Mais un deuxième grain de sable s’immisce à l’initiative du rapporteur : l’introduction d’un âge pivot de départ à la retraite à 64 ans à partir de la génération née en 1963 pour bénéficier d’un taux plein. Jusqu’à présent, la question de l’âge de départ à la retraite n’était pas au cœur du sujet. Elle le devient avec l’adjonction opérée par Jean-Paul Delevoye. Elle ouvre aussi le bal des polémiques durant tout l’été où chaque expert et éditorialiste glose et fait tourner sa calculette. Avec en toile de fond, une redoutable thématique dont tous les médias s’emparent : qui sera gagnant ? qui sera perdant ? Et le Président de la République lui-même ne va pas contribuer à clarifier le débat naissant. Fin août 2019 dans la foulée du G7 à Biarritz, ce dernier critique ouvertement la mesure. Il se déclare plutôt en faveur d’une durée de cotisation minimale qui est globalement plus favorable à ceux qui ont commencé tôt à travailler et qui est un totem défendu par la CFDT.

Photo AFP

C’est parti pour la pagaille

Censé poser des bases et des jalons pour une concertation ultérieure avec les syndicats, le rapport Delevoye se transforme vite en hachis parmentier. En septembre, l’Institut de la Protection Sociale (IPS), groupe de réflexion rassemblant des experts financiers, juridiques et fiscaux, publie son interprétation du rapport Delevoye dont ils ont passé les 130 pages à la moulinette. Leur conclusion générale est cinglante : c’est flou, voire inquiétant. Et de souligner aussitôt que le rendement des cotisations ne sera pas au rendez-vous des chiffres annoncés dans le rapport. De même, l’IPS pointe des risques d’augmentation des cotisations pour certaines catégories de salariés. Au final, le projet de réforme apparaît sous un jour nouveau qui n’est plus uniquement de réinstaurer de l’équité en abolissant les régimes spéciaux de la fonction publique.

[Lignes de données sur l'emplacement des objets]
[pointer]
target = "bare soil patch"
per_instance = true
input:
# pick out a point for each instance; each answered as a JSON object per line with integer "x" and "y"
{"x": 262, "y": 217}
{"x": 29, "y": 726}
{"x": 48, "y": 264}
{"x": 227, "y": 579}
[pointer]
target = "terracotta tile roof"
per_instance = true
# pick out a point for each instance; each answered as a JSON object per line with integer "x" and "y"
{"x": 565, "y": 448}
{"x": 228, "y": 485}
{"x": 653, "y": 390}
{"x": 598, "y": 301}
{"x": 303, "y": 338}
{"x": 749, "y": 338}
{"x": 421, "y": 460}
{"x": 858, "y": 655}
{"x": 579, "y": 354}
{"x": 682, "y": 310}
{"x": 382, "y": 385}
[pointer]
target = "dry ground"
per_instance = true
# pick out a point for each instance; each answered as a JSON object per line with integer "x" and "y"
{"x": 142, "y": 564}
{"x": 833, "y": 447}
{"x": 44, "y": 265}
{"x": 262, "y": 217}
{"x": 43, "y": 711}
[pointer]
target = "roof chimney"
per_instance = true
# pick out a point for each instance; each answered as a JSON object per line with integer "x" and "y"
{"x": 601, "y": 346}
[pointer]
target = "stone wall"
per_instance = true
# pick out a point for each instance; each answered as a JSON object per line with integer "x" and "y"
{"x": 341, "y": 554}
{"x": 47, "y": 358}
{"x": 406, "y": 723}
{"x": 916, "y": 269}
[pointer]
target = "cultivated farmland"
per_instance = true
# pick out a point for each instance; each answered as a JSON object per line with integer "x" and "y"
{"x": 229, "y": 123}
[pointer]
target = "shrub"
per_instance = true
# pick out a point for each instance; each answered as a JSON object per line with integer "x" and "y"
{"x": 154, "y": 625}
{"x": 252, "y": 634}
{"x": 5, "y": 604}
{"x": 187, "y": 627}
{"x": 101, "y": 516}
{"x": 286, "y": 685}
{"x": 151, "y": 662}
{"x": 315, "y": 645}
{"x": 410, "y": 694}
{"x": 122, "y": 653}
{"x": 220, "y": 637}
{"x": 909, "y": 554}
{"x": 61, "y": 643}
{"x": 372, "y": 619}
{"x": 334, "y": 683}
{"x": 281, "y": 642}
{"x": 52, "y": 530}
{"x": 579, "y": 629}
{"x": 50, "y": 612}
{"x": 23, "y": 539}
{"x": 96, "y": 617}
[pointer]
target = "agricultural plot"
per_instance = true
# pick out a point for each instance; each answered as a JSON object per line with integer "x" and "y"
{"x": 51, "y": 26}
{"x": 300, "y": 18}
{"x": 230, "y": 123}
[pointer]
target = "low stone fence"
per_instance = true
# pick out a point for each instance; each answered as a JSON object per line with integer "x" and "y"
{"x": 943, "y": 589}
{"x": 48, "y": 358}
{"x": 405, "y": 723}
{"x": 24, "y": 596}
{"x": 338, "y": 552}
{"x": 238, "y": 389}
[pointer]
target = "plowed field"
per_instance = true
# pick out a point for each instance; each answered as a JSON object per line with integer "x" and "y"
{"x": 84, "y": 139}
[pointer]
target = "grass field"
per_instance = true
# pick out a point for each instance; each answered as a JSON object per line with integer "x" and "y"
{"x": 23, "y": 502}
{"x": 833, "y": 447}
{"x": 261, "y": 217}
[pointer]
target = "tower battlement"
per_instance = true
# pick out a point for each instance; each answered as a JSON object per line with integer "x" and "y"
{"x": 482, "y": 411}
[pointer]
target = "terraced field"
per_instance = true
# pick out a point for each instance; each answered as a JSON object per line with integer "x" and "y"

** OBJECTIF **
Recopiez à l'identique le passage du texte sur la réforme des retraites qui va de « Censé poser des » à « la fonction publique. ».

** RÉPONSE CORRECTE **
Censé poser des bases et des jalons pour une concertation ultérieure avec les syndicats, le rapport Delevoye se transforme vite en hachis parmentier. En septembre, l’Institut de la Protection Sociale (IPS), groupe de réflexion rassemblant des experts financiers, juridiques et fiscaux, publie son interprétation du rapport Delevoye dont ils ont passé les 130 pages à la moulinette. Leur conclusion générale est cinglante : c’est flou, voire inquiétant. Et de souligner aussitôt que le rendement des cotisations ne sera pas au rendez-vous des chiffres annoncés dans le rapport. De même, l’IPS pointe des risques d’augmentation des cotisations pour certaines catégories de salariés. Au final, le projet de réforme apparaît sous un jour nouveau qui n’est plus uniquement de réinstaurer de l’équité en abolissant les régimes spéciaux de la fonction publique.